* **Point labeling records**:
━━━

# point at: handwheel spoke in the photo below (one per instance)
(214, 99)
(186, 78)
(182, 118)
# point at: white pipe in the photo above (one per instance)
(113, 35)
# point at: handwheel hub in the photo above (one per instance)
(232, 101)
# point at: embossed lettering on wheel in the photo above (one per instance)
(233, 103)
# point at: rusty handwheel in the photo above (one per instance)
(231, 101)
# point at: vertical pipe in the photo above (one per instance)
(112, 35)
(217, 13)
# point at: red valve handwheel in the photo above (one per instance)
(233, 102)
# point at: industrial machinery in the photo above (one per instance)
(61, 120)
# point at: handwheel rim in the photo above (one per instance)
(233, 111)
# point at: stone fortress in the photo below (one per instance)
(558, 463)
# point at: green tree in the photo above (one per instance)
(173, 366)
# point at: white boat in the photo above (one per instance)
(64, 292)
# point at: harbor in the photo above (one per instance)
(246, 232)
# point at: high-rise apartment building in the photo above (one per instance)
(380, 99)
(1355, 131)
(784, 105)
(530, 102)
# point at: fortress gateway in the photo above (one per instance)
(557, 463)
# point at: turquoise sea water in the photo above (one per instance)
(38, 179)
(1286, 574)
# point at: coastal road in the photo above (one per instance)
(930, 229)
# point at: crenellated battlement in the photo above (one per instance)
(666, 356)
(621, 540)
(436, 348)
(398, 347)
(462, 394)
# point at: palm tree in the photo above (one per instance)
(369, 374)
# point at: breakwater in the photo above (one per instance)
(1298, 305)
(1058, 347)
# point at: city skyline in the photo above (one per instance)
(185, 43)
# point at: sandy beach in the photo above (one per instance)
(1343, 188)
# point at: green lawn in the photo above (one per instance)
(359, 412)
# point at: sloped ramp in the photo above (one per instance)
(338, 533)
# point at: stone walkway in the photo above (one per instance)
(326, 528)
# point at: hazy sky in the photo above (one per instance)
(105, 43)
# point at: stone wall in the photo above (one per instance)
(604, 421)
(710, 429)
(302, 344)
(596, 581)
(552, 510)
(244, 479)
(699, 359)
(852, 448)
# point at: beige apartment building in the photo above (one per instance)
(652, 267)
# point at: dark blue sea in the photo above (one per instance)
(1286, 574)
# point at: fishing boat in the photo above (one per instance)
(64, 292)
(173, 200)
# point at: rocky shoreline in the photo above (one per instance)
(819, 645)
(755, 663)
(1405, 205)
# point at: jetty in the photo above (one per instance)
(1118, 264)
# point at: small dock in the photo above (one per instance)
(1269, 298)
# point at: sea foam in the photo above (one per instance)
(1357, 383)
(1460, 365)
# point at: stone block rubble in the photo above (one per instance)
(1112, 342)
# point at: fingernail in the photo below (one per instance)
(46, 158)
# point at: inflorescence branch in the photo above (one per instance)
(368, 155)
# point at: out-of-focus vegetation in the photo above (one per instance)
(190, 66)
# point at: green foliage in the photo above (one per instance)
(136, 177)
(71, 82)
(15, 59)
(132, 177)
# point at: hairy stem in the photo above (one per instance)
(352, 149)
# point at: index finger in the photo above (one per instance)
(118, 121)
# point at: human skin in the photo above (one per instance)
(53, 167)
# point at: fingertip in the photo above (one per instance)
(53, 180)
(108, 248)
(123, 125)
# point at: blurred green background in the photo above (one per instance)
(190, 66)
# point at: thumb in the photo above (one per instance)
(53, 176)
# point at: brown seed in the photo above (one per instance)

━━━

* **PROMPT**: Copy all of the records above without changing anything.

* **TASK ANSWER**:
# point at: handwheel spoke in the photo below (one per instance)
(214, 99)
(186, 78)
(182, 118)
# point at: white pipe in the photo above (one per instance)
(113, 35)
# point at: handwheel hub in the photo above (one per instance)
(232, 101)
# point at: embossed lettering on wheel in the photo above (one per instance)
(233, 103)
# point at: rusty handwheel in the photo above (one per instance)
(231, 101)
# point at: vertical pipe in the photo above (one per instance)
(112, 35)
(217, 13)
# point at: red valve handwheel in the photo above (one per instance)
(233, 102)
# point at: industrial machinery in the photo above (one per instance)
(61, 120)
# point at: handwheel rim in the photo above (one per instance)
(233, 111)
# point at: stone fortress in the photo below (one per instance)
(558, 463)
# point at: green tree in the photo above (one per instance)
(173, 366)
# point at: white boat in the photo above (one per instance)
(64, 292)
# point at: harbor in the photo above (one per instance)
(246, 232)
# point at: high-rise apartment building in the photo above (one per instance)
(380, 99)
(1355, 131)
(784, 105)
(530, 102)
# point at: fortress gateway in the photo above (one per instance)
(557, 463)
# point at: turquoise sea water in the photo above (one per instance)
(38, 179)
(1286, 574)
# point at: coastal road in the photo above (one per instance)
(930, 229)
# point at: crenellated battlement in the photo above (one per instance)
(666, 356)
(621, 540)
(436, 348)
(398, 347)
(462, 394)
# point at: palm tree in the photo above (one per instance)
(369, 374)
# point at: breakwater in the photo above (one per instance)
(1298, 305)
(1058, 347)
# point at: city skyline in the photo above (one per instance)
(185, 43)
# point at: sandy beach in the photo above (one per instance)
(1343, 188)
# point at: green lawn in the photo above (one per instance)
(359, 412)
# point at: sloped ramp in the photo above (one per instance)
(338, 533)
# point at: stone walkway in the photo above (one per instance)
(326, 528)
# point at: hazy sky in the photo above (one per instance)
(105, 43)
# point at: stone wall in the photo above (one per instance)
(604, 421)
(710, 429)
(302, 344)
(596, 581)
(552, 510)
(244, 479)
(699, 359)
(852, 448)
# point at: beige apartment building in the photo above (one per instance)
(652, 267)
# point at: dark blue sea in the photo above (one per instance)
(1286, 574)
# point at: fishing boat in the photo above (one per instance)
(64, 292)
(173, 200)
# point at: rocky shoreline in the photo above (one per instance)
(819, 645)
(755, 663)
(1405, 205)
# point at: jetty in the photo above (one per instance)
(1118, 264)
# point at: small dock in the photo above (one per instance)
(1269, 298)
# point at: sea foam in the photo above (one per instance)
(1357, 383)
(1460, 365)
# point at: stone block rubble in the photo above (one per instance)
(1112, 342)
# point at: fingernail in the photo below (one per instance)
(46, 158)
# point at: inflorescence branch in the photo above (one per instance)
(368, 155)
# point at: out-of-focus vegetation in the photo above (one per instance)
(190, 66)
# point at: green foliage in the photo above (one per instance)
(136, 177)
(71, 82)
(15, 59)
(132, 177)
# point at: hairy stem in the photo above (one per instance)
(352, 149)
# point at: index finger in the photo above (one per instance)
(118, 121)
# point at: human skin in the photo above (one per instance)
(53, 167)
# point at: fingertip in the photo above (one per instance)
(53, 180)
(108, 248)
(123, 125)
# point at: blurred green background in the photo above (one per instance)
(190, 66)
# point at: thumb in the photo above (one per instance)
(53, 176)
# point at: brown seed in the photo above (one per instance)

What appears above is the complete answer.